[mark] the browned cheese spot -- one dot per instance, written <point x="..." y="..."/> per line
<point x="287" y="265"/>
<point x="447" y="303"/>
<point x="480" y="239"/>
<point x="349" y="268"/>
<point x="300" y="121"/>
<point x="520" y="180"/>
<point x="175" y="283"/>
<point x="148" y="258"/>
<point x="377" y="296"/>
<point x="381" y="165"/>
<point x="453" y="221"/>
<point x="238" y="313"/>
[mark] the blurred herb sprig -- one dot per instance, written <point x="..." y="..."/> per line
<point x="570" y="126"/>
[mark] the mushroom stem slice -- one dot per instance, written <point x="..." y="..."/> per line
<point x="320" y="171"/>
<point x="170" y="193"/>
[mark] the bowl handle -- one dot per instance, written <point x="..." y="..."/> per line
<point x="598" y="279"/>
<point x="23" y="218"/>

********************

The answer should be exactly the lines from the one that contains "[mark] the mushroom" through the end of the entries, both ends included, and nothing besides.

[mark] the mushroom stem slice -- one dot per instance, written <point x="..." y="..."/> per line
<point x="320" y="171"/>
<point x="170" y="193"/>
[mark] the bowl handle -- one dot per instance, written <point x="..." y="..."/> per line
<point x="598" y="279"/>
<point x="23" y="218"/>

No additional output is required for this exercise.